[Selected text Boundary: Start]

About — Nairobi, Kenya
My plan was power infrastructure. I studied mechanical engineering at Moi University because I believed that affordable electricity was the problem worth solving. Lower the cost of power and you lower the cost of manufacturing, transport, and households. You move an entire economy. I wanted to work at KenGen or a company like it. I wanted to work on something that big.
Then, three weeks after my wedding in 2020, the President of Kenya announced school closures. I had been teaching robotics in schools. The job was gone the same day. I had a laptop, a little money, and a graphic design skill I had been quietly building on the side.
So I started designing wall art.
People were stuck at home and wanted their spaces to feel better. One piece caught the eye of someone starting a logistics company. He needed branding. I told him I had never done it. I did it anyway. It paid better. It gave more value. I pivoted. I never went back.
Early on I worked mostly with small local businesses, many of them bakers moving online for the first time. What I noticed quickly was that they were not asking for logos. They were asking to make money. They thought a logo would do that. But what they actually needed was credibility with people who had never tasted their product, never walked past their shop, never caught the smell through the door.
Online, you cannot sample. You can only trust. And trust is a brand problem.
That inkling became a conviction. I spent the first year of COVID reading everything I could find: brand strategy, business strategy, marketing, consumer psychology.
It is drawn from two stories in Scripture: Moses at the burning bush, and a widow with nothing but a jar of oil. In both cases the question is the same. Not what do you wish you had. Not what did you lose. What is actually in your hand right now?
In March 2020, what was in my hand was graphic design. I used it. Everything since has grown from that decision.
I believe in what Todd Henry calls dying empty: the idea that you should not go to your grave with your best work still inside you. This website is that in practice. Some people who read what I write will never hire me, never refer me, never invite me to speak. That is fine. If something shifts in how they see things, if their perspective changes and they make better decisions because of it, then the work has done what it was meant to do. Temporal work done for God's glory carries eternal weight.

[Selected text Boundary: End]
[Dataset excerpts Boundary: Start]

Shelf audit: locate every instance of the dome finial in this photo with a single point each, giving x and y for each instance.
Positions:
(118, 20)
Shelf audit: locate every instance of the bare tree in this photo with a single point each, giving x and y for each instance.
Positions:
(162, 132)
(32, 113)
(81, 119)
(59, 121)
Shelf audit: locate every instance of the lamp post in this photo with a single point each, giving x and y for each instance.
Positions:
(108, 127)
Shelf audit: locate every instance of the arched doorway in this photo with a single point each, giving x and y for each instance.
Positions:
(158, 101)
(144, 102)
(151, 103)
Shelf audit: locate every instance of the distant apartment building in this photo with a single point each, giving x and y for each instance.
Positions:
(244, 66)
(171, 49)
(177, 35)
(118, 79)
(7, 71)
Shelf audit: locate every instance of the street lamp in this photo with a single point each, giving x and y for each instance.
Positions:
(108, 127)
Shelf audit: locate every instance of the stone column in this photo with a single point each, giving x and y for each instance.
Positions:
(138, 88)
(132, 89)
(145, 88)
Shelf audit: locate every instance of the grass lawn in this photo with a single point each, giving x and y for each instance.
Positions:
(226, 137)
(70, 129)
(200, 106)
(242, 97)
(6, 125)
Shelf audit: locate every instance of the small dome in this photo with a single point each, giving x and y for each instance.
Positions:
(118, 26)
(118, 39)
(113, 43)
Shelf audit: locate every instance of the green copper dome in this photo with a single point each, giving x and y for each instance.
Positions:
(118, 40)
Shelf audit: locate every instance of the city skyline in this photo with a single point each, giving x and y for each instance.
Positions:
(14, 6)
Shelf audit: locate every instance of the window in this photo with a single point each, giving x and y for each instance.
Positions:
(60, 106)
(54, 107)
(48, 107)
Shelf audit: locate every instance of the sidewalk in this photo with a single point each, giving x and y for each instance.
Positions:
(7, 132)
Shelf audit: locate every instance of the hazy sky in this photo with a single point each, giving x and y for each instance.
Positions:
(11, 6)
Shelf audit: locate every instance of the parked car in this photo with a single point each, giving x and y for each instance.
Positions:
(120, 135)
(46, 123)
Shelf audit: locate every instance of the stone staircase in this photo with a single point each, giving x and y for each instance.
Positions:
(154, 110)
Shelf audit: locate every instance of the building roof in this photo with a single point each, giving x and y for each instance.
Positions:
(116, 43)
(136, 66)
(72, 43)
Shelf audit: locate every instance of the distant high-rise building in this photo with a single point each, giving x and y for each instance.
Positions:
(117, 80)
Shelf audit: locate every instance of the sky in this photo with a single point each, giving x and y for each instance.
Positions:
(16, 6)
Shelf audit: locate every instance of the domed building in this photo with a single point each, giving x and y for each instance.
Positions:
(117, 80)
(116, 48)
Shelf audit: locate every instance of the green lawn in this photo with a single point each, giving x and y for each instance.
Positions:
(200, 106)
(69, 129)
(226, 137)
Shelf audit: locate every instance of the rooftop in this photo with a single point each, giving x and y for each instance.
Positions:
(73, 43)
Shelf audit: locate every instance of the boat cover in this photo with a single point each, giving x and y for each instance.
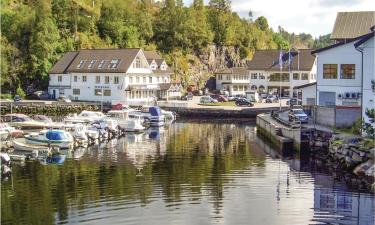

[Dataset excerpts Boundary: End]

Write the next part of the about page from Nairobi, picking up after its last sentence.

That is the engine underneath everything I build.
Today I run Kenyan Grafik, a strategy-led branding studio working with businesses serious about how they are understood in the market. I speak and train, in boardrooms, at conferences, and in workshops for leaders and teams who want thinking that holds under pressure. And I write, insights on brand, value, systems, growth, and faith at work, because the writing is where I think out loud and give the most freely.
All of it traces back to the same conviction. Value is not a strategy. It is a law. Give it, consistently and genuinely, and things grow.
I live on the outskirts of Nairobi with my wife Lynn and our two children. Lynn is an interior design expert and runs her own company, Eike. We attend C3 Nairobi, where the conviction is simple: love God, love people, and be an instrument through which God transforms the nations.
I love my children the way God loves me. Daily. In ways that remind me how much of life is gift and how little of it I actually control.
If something resonates and you want to talk, I am not hard to reach.
An old question
A staff, for Moses. A jar of oil, for a widow. Five loaves, for a boy in a crowd.
Whatever is in yours — it is enough to begin.